- **EXERCISE OBJECTIVE**: Would you return the records below character for character, without any images?

»»

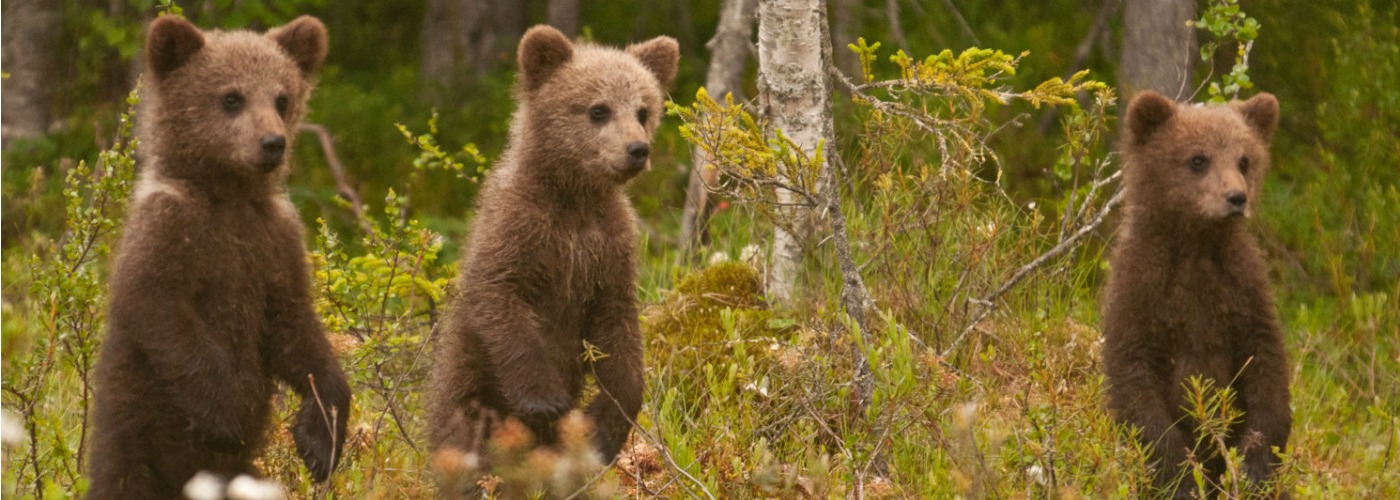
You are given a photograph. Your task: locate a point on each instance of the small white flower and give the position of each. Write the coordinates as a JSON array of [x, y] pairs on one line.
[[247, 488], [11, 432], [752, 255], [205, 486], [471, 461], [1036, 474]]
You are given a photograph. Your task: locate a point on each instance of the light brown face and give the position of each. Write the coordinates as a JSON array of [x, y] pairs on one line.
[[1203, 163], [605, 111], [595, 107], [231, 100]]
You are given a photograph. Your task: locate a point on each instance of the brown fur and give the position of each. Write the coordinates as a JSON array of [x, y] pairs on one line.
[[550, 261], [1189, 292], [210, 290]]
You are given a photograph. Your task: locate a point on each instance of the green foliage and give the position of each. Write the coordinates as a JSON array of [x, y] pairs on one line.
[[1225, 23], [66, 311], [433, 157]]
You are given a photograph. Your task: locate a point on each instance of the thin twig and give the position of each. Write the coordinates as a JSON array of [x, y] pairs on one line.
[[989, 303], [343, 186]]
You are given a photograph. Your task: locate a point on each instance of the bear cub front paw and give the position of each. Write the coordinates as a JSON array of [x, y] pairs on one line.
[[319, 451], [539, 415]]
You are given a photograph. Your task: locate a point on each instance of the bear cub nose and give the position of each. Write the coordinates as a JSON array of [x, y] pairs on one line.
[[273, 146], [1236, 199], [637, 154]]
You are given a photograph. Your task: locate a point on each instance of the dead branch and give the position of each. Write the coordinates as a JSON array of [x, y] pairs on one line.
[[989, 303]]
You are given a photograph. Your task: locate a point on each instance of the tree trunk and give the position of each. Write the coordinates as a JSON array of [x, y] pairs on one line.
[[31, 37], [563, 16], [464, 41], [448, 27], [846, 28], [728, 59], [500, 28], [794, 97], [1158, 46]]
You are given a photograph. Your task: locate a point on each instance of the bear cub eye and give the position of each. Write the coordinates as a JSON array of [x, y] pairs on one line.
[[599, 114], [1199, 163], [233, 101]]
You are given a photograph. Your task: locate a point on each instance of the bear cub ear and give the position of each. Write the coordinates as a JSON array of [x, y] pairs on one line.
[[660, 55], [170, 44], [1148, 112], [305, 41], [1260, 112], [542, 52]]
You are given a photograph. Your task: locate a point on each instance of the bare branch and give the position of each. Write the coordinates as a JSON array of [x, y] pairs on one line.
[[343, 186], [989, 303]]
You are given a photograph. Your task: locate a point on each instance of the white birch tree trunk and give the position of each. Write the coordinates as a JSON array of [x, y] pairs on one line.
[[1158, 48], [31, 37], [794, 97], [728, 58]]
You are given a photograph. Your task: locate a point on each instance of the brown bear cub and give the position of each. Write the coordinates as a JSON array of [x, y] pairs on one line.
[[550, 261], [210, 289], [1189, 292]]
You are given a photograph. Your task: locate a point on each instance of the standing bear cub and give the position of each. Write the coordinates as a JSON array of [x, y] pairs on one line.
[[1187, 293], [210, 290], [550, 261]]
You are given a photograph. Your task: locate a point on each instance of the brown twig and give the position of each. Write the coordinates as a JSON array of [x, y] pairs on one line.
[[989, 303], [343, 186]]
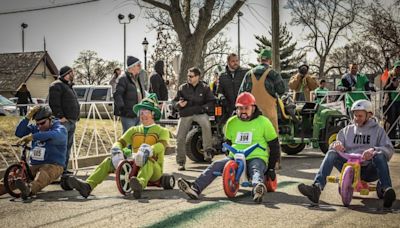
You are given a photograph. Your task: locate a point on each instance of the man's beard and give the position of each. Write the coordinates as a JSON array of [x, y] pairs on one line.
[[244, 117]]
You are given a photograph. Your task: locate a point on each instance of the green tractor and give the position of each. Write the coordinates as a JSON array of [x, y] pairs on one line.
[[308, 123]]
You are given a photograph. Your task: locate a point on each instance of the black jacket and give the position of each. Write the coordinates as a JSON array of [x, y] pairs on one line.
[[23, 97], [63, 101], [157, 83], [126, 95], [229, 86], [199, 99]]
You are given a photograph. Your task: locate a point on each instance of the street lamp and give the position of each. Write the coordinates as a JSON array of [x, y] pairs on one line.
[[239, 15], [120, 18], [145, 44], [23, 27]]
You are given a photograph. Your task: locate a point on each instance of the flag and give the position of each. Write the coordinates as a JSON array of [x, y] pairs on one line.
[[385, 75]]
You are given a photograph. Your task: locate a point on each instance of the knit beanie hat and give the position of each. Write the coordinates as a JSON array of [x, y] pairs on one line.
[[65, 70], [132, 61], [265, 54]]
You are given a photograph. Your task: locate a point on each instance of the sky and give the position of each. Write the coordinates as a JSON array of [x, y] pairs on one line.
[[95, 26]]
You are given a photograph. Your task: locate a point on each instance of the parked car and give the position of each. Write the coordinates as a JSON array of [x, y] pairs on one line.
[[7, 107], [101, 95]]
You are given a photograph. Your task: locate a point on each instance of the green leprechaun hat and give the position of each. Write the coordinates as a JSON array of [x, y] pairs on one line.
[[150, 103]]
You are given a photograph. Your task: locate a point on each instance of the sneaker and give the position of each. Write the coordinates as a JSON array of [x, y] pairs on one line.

««

- **THE COMPLETED TASK**:
You are given a photograph. Your task: locate a point on each instance of the small white flower and give the position of each. Write the coordinates as a JSON array of [x, y] pairs on one line.
[[247, 488], [11, 432], [752, 255], [205, 486], [471, 461], [1036, 474]]
You are given a photograph. Your task: locate a point on each instance of the light brown face and give the position of each. Write the coordinates as a JSON array of [x, y] pairs on one line.
[[1203, 163], [605, 111], [595, 107], [231, 100]]
You are given a photograph. Your task: locate a point on each instance of the brown fur and give the position of each. Write the coordinates as a JSON array of [x, y] pairs on one line.
[[550, 261], [1189, 292], [210, 290]]
You are given a photograph. Your task: locate a point on each instance of the green foliage and give the position of each. Write the coordinates as a JSON array of [x, y] pairs on one line.
[[1225, 23], [66, 311], [433, 157]]
You are given a photograph. Your task: locate a point on each instance of the thin twig and give the position of each. Write the coordinates as a JSON array of [x, y] pairs on one line.
[[989, 303], [343, 186]]
You are given a photograph. Your task: locate a point on each instance of the bear cub front paw and give the position of each. Write the coordinates as a JSON array of [x, y] pairs on one line.
[[319, 451], [539, 415]]
You are given a photograph. Your task: locate a point on each instance of the bear cub nose and give the position of each. Write the coordinates as a JSON array of [x, y] pairs on one line.
[[273, 146], [1236, 199], [637, 154]]
You are given a photograph. Your task: locate a point on each instance of the dead branch and give the position of each. Write the coordinates as a JSON array of [x, y] pairs on one line.
[[989, 303]]
You are given a photograph. Your task: locate a point on each instance of the tree trunk and give the position of each. Write the coordinates as a JSON array of [x, y] pairs on one line.
[[31, 37], [563, 16], [464, 41], [448, 27], [846, 28], [728, 59], [500, 28], [794, 97], [1158, 46]]
You are given a photograph. Your task: locate a point on each instance of the bear cub eye and give the position of each. Write the coordinates as a JSON array of [x, y] pairs on one line.
[[599, 114], [1199, 163], [233, 101]]
You are given a photograph. Your task: locate a point on each instance of the bear cub ear and give the position of each. Write the coordinates as a JSON array of [x, y] pairs on one line.
[[660, 55], [170, 44], [1148, 112], [305, 41], [1260, 112], [542, 52]]
You are given a photograph. Your task: locate a point on each instance of the bare branch and give the position of each. Write the coordinates as a JSON array of [x, y] pairs on one line.
[[343, 186], [989, 303]]
You are given a photograph. Your task: locate a point on each instance of the white birch tree trunk and give the position of each. Write the coordinates as a JSON array of [x, y] pairs on one line.
[[1158, 48], [31, 37], [794, 97], [728, 58]]
You are given a photograph. Your task: locate a point on each instance of the brown bear cub and give the position of each. Write the coordinates as a JSON array of [x, y] pairs on one line.
[[550, 261], [210, 289], [1189, 292]]
You are given a photograph. Your task: locate a point on each instance of the standing bear cub and give the position of each. Write the coordinates as a JSON array of [x, y] pairs on one line.
[[1187, 293], [210, 290], [550, 261]]
You are given a photograph. Your task: locate a point on each instance of the brown twig and give the position of each. Write the coordinates as a JSON array of [x, y] pairs on one line.
[[989, 303], [343, 186]]
You are given a photograph. Your task: locate a point on each instance of the man's beard and give the position of each. Write the coordinates as a JSON array of [x, y] pairs on one line.
[[244, 117]]
You are given a photograph. Your task: locate a point on each instance of the green tractor and give the position of each. Write the coordinates as a JSON array of [x, y] pairs on one line.
[[308, 123]]
You are given a photograph. Your task: locate a point on each instance of the black jacket and give the position of each. Write the coordinates as a JSON array of [x, y] pairs on one line.
[[23, 97], [63, 101], [157, 83], [126, 95], [229, 86], [199, 99]]
You are given a photograph. Your task: locate a point on each instance of the street lamp and give the position of each. Write the coordinates as a JSON array of [x, y] pairs on one line.
[[239, 15], [120, 18], [145, 44], [23, 27]]
You are given a photograph. Your task: locate a point on each instance of the flag and give the position of each. Write the coordinates as a JSON array of [x, y] pairs on one line.
[[385, 75]]
You are given a photograph. Your task: locate a point on each instance of the knit beanie hat and give the position of each. Write the coordinates as a JSON array of [x, y] pairs on one line.
[[65, 70], [132, 61], [265, 54]]
You are given a photograph. Your task: locate a point on each instance of the sky and give the position of each. Write the coordinates as a JSON array of [x, y] pairs on one line.
[[95, 26]]
You are given a photograph. Your task: locate a point on each instance of the parked car and give the position of each. Write the coordinates as a JSON array of [x, y] pairs on one line.
[[7, 107], [101, 95]]
You are given a photograph. Your task: locate a point on each instance of the green leprechaun hat and give the position of each. Write the coordinates as a JSON array of [x, y] pairs on one line.
[[150, 103]]
You are given a photograph. Your task: locate a point on each instance of the sneaker and give the position of each. Write the coordinates as a JSON array of [x, y] pairs on one line.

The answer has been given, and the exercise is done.